▶ **EXERCISE REQUIREMENTS**
Revise the material below so that "animal-count log" becomes "wildlife survey" everywhere, with all other text unchanged. Omit the pictures from your output.

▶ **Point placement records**
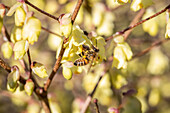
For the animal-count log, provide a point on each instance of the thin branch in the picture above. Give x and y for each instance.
(38, 9)
(58, 64)
(96, 104)
(157, 43)
(5, 33)
(135, 20)
(5, 66)
(135, 25)
(90, 96)
(55, 68)
(47, 30)
(76, 10)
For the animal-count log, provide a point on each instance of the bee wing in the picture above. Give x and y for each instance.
(88, 70)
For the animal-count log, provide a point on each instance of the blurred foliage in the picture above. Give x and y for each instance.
(148, 74)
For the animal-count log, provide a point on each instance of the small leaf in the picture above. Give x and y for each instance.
(29, 87)
(39, 69)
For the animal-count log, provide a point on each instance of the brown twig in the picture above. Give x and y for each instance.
(57, 64)
(5, 33)
(149, 48)
(38, 9)
(47, 30)
(90, 96)
(140, 22)
(5, 65)
(76, 10)
(96, 104)
(135, 20)
(55, 68)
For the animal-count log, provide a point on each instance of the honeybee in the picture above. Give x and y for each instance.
(86, 56)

▶ **EXERCISE SOLUTION**
For the wildlife survey, provide a point on each instance of the thin branch in the picture above. Give x and y for each instance.
(38, 9)
(58, 64)
(96, 104)
(157, 43)
(5, 33)
(135, 20)
(5, 66)
(135, 25)
(90, 96)
(55, 68)
(47, 30)
(76, 10)
For the wildlife survey, provide a point on each instance of the bee wing in the picture above. Give x and y for each instance.
(88, 70)
For the wildlife survey, provide a point on each instance of the blurred foliage in the picture above. Give x and y for each instance.
(148, 74)
For the wildlife survey, provide a point on each instance of the small leaf in the picture above. Give x and y for each instance.
(29, 87)
(39, 69)
For the wildlife survey, provide a point on each instance of the brown twig in the picture above. Give x and y for each instance.
(57, 64)
(5, 33)
(149, 48)
(38, 9)
(47, 30)
(90, 96)
(140, 22)
(5, 65)
(76, 10)
(96, 104)
(135, 20)
(55, 68)
For the wildlife survey, provide a point on each instance of the honeybee in the picture above. Give x and y for each instance.
(86, 56)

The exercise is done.